### TASK TO CARRY OUT
For this listing, the lines between the one holding "the yellow picket" and the one holding "the yellow daffodil", inclusive, must be set down exactly.

■ ■ ■ ■ ■ ■ ■

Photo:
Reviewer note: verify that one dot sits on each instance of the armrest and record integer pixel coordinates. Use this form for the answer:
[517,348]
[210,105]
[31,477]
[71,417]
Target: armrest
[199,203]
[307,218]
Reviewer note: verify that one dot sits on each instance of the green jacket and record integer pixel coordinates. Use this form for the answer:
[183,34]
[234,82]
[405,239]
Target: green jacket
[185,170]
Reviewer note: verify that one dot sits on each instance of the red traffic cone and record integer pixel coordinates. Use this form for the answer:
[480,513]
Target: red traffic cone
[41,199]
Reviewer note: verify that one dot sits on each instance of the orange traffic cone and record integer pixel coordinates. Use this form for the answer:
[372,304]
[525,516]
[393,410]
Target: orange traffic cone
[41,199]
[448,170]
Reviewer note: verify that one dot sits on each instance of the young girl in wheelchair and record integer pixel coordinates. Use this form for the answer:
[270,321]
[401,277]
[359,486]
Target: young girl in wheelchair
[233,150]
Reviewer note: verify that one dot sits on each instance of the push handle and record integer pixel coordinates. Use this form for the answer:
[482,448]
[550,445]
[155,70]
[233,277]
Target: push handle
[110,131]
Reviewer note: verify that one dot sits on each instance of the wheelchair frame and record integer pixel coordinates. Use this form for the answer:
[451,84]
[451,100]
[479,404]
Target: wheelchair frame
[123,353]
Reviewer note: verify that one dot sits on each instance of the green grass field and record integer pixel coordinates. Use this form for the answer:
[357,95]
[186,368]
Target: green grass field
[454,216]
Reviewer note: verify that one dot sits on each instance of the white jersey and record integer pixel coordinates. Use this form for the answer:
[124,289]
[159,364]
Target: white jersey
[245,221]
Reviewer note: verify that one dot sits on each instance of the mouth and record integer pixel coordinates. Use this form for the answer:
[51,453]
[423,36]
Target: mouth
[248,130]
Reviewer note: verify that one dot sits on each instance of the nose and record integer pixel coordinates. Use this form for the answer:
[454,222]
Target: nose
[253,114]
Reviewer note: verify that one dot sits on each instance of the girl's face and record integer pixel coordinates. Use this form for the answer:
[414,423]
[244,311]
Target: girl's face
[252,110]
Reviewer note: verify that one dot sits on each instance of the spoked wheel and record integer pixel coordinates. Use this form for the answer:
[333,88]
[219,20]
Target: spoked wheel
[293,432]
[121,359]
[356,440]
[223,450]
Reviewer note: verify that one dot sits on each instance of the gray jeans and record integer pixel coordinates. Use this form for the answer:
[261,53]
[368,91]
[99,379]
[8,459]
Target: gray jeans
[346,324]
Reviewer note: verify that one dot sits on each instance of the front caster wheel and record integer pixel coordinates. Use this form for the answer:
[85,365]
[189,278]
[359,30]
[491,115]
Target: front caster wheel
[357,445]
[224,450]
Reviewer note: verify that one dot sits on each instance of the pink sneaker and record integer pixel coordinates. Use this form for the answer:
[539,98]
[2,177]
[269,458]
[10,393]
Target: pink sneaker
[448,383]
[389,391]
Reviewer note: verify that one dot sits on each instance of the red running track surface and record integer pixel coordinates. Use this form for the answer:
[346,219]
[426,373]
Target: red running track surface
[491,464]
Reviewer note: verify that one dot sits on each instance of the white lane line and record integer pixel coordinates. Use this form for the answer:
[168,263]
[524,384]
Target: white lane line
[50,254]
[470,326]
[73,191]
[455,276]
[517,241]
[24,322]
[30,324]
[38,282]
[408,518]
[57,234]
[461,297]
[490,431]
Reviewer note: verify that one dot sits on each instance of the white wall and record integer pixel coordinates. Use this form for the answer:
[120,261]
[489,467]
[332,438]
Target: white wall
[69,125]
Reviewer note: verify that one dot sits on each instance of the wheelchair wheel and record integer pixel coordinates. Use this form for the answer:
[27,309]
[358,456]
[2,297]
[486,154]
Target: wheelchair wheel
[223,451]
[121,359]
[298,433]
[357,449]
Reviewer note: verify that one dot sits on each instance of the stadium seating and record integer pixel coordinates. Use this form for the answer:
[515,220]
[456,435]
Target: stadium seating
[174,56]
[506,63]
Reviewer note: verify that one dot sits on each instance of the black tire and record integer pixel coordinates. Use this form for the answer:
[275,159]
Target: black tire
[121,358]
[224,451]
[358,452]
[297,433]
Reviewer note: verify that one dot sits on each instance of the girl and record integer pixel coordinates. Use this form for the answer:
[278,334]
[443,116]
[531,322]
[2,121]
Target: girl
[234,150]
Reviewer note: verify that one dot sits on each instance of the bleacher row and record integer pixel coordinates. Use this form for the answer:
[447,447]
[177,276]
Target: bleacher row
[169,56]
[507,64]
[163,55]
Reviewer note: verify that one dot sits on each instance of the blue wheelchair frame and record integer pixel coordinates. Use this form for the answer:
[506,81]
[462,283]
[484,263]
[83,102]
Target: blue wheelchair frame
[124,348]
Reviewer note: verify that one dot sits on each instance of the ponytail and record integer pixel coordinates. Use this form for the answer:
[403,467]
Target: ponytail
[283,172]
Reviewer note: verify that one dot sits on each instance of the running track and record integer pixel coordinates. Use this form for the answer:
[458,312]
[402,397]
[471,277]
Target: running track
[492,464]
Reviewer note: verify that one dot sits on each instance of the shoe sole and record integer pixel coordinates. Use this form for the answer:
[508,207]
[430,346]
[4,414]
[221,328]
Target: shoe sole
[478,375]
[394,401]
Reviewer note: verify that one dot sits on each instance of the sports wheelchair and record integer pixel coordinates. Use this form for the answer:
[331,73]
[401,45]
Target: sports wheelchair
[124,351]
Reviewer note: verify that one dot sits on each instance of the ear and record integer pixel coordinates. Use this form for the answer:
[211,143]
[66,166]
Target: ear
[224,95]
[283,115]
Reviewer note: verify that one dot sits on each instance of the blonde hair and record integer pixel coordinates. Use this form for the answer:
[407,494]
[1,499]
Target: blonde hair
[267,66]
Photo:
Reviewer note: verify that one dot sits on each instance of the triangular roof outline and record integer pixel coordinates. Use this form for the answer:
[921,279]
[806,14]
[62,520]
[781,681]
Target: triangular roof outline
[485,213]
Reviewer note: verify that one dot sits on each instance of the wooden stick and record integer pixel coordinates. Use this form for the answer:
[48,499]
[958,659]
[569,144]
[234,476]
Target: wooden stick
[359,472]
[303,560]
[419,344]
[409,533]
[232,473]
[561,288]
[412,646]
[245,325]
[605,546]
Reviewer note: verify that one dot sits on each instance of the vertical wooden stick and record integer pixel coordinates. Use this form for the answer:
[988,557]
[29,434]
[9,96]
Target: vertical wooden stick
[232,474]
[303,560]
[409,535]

■ ■ ■ ■ ■ ■ ■

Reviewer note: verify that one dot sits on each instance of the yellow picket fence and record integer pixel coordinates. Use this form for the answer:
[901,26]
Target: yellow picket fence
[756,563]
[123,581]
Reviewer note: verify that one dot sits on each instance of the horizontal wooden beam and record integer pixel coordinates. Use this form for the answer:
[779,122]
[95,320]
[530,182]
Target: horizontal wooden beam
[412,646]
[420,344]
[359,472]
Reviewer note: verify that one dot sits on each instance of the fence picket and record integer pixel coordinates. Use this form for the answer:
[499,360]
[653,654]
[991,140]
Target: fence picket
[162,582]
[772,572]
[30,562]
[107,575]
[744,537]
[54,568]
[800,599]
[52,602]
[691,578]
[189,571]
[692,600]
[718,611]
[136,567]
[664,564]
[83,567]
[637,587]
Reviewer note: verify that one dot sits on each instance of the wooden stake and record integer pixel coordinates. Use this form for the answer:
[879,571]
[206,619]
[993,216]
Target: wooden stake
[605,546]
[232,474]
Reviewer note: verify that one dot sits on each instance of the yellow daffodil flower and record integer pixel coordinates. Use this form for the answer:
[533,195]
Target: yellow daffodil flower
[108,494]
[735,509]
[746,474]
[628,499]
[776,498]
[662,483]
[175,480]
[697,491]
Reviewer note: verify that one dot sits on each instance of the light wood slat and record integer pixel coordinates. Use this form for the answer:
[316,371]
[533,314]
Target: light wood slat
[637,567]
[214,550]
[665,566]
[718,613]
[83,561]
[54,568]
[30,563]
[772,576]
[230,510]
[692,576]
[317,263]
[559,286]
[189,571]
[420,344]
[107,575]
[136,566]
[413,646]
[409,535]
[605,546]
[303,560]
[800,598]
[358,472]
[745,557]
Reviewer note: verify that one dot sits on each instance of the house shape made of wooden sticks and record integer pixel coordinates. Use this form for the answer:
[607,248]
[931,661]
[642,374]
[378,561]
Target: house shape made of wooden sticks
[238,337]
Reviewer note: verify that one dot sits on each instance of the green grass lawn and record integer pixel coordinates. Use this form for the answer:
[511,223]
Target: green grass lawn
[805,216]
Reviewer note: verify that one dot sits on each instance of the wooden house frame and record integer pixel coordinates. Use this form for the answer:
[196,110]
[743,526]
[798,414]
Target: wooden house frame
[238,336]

■ ■ ■ ■ ■ ■ ■

### ANSWER TO THE PROBLEM
Reviewer note: verify that one dot sits on each instance of the yellow picket fence and record integer pixel coordinates. Use this form for the answer:
[901,26]
Target: yellow picket fence
[756,563]
[123,581]
Reviewer note: verify that one dot sits on each instance of the horizontal wooden beam and record integer pixel coordinates. Use this form for the answer:
[779,122]
[95,320]
[530,182]
Target: horizontal wooden beam
[412,646]
[420,344]
[359,472]
Reviewer note: verify that one dot sits on each instance of the fence picket and record integer pixel coordinates. Use this form for the answer:
[499,360]
[653,654]
[991,140]
Target: fence picket
[162,582]
[772,572]
[30,562]
[107,575]
[744,537]
[54,568]
[800,599]
[52,602]
[691,578]
[189,571]
[692,600]
[718,611]
[136,567]
[664,564]
[83,567]
[637,587]
Reviewer note: verify that one dot sits on each instance of the wooden stake and record integer pixel coordinates. Use this form for the answer:
[879,571]
[206,619]
[993,216]
Target: wooden stake
[605,546]
[232,474]
Reviewer note: verify that one dot sits on each instance of the yellow daffodil flower and record integer pixel coordinates. Use this form for the answer:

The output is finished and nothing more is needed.